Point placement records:
===

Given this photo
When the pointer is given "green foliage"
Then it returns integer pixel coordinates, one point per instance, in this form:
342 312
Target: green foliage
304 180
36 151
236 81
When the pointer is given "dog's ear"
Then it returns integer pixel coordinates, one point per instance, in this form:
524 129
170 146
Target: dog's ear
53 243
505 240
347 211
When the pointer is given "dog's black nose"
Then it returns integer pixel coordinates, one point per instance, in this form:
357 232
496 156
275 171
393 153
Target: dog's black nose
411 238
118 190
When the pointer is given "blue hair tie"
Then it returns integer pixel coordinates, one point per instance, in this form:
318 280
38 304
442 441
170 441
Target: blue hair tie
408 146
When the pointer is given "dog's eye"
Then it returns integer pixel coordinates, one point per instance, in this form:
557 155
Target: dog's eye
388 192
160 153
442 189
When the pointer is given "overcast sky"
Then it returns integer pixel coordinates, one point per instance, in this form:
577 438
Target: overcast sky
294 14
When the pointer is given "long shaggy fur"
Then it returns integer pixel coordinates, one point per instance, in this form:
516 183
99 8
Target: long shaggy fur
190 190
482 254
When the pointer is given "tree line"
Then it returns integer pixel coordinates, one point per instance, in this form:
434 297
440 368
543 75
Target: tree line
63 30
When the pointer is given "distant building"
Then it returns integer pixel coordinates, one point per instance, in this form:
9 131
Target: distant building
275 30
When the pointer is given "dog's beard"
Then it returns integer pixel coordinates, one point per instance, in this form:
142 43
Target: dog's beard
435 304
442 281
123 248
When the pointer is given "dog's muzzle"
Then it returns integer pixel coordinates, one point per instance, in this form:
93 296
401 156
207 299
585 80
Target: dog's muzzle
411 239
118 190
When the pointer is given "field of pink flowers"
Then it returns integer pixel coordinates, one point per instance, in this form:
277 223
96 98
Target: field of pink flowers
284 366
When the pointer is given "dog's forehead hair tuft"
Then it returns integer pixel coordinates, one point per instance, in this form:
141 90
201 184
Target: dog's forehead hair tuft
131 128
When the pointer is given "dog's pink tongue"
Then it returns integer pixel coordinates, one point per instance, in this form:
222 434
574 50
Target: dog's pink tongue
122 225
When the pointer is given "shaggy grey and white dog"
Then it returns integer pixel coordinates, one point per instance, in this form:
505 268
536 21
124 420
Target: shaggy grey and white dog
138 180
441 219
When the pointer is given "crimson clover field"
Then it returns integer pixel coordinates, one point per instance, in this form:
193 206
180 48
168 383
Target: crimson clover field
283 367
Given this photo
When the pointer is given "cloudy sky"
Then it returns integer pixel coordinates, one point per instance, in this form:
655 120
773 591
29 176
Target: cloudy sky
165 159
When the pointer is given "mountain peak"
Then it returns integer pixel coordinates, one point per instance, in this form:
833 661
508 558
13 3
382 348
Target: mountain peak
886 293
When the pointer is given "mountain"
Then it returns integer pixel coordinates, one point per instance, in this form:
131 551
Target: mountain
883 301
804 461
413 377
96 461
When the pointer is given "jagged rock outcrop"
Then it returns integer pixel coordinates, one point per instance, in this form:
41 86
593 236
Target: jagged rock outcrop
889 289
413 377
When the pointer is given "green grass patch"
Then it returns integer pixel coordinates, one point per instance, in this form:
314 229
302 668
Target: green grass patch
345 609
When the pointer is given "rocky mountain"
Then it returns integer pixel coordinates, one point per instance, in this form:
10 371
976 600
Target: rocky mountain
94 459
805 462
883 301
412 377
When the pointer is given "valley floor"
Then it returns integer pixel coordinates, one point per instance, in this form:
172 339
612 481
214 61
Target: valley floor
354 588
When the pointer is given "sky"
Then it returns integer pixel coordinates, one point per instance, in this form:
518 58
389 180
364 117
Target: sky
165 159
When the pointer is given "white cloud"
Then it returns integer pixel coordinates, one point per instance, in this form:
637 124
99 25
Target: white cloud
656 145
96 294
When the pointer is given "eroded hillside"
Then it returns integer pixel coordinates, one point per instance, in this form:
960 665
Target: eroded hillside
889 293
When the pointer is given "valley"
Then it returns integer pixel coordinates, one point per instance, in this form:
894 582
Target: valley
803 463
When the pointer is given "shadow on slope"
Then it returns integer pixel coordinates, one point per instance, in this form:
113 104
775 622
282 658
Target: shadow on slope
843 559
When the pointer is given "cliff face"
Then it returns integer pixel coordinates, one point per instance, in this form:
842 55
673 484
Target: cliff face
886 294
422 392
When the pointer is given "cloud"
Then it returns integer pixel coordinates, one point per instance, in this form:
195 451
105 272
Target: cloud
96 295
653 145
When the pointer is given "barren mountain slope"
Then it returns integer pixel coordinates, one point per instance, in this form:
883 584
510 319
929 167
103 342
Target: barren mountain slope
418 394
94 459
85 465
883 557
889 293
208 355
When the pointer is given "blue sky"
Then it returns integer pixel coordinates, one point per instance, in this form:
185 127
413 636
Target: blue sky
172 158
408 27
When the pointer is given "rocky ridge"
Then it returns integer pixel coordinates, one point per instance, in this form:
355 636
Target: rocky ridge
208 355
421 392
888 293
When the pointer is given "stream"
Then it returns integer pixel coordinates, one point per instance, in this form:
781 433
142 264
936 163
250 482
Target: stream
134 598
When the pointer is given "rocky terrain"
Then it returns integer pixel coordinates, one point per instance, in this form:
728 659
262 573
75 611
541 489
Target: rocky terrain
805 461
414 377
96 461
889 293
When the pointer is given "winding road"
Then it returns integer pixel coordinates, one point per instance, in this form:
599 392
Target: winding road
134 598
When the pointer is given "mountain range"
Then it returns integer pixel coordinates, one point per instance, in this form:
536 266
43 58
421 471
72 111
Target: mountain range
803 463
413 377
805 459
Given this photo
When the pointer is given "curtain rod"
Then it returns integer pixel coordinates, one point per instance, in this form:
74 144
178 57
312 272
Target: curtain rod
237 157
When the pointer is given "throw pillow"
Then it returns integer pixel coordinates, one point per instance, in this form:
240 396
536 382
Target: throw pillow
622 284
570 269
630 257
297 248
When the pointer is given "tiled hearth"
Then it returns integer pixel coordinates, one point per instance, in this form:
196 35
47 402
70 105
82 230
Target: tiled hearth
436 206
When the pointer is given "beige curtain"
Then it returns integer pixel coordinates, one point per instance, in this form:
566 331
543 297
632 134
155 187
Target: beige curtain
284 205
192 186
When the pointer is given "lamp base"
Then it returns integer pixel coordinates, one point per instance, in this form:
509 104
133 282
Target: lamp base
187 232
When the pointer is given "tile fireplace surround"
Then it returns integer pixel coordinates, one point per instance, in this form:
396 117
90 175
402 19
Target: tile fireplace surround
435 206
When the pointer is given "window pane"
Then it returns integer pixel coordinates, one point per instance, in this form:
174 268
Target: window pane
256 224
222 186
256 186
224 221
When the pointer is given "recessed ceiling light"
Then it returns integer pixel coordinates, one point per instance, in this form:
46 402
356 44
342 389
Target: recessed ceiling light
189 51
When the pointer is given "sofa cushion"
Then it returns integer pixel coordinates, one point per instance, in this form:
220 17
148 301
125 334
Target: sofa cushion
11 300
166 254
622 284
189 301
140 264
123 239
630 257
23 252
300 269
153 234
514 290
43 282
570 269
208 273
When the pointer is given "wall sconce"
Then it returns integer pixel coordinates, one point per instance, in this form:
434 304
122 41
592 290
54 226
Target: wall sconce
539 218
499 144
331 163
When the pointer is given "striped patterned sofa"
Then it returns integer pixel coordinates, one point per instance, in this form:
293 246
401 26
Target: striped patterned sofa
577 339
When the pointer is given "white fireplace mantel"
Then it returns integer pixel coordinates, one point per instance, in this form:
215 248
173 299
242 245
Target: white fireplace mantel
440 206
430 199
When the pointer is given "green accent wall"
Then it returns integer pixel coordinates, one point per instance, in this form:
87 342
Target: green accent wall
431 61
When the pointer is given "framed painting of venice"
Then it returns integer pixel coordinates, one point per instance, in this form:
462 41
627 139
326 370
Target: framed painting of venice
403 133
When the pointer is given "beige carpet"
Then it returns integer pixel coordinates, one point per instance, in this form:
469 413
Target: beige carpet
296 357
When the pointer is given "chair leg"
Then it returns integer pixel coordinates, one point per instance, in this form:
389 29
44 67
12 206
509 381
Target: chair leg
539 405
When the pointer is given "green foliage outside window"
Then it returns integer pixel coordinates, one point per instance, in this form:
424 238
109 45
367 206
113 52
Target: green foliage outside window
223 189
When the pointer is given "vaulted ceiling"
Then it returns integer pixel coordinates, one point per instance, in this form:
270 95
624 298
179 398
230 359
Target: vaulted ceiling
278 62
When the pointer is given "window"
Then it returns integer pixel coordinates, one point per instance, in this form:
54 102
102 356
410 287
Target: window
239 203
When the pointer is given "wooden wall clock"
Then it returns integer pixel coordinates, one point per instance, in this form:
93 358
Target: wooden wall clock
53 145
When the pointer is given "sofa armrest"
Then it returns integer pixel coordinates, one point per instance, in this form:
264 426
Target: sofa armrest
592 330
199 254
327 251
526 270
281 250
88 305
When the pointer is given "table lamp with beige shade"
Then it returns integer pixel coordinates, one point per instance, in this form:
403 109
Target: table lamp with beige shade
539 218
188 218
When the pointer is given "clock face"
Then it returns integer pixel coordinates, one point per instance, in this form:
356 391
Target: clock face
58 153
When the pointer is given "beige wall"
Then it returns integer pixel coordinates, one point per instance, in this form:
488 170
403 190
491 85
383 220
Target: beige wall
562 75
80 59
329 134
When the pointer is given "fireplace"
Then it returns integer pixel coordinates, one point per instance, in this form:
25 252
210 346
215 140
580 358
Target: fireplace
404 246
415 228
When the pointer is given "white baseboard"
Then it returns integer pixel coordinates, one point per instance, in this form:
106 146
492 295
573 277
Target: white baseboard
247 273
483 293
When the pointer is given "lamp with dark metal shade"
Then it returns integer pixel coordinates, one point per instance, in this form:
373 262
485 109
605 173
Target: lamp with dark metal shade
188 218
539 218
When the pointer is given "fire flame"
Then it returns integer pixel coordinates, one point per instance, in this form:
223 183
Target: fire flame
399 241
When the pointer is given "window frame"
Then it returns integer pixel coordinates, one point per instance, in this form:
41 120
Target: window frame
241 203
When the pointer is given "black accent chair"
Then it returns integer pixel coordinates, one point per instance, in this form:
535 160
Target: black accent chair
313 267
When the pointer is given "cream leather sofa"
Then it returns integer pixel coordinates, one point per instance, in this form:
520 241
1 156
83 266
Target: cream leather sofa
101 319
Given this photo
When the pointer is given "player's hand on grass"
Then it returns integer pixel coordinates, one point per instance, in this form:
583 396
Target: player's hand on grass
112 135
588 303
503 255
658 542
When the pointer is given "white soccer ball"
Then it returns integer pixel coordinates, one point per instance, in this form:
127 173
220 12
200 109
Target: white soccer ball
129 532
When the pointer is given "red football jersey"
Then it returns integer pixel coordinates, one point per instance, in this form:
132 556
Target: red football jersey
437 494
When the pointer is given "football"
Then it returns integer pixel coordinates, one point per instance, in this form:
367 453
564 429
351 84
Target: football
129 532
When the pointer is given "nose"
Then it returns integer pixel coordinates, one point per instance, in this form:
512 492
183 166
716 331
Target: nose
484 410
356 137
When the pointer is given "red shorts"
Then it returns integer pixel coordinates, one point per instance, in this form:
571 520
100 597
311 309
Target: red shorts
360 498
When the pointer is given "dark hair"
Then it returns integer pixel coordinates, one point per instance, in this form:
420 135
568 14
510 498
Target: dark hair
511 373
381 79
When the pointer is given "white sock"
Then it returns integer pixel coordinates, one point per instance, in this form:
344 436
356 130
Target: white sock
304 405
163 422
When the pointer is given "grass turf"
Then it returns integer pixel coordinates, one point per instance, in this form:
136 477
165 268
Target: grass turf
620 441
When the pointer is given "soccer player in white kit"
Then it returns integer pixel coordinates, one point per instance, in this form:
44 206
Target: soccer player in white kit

===

§ Problem requirements: Please count how many lines in the data above contain the string "crimson", treating uppercase and lowercase letters as different, and reply with only the number.

§ Solution: 2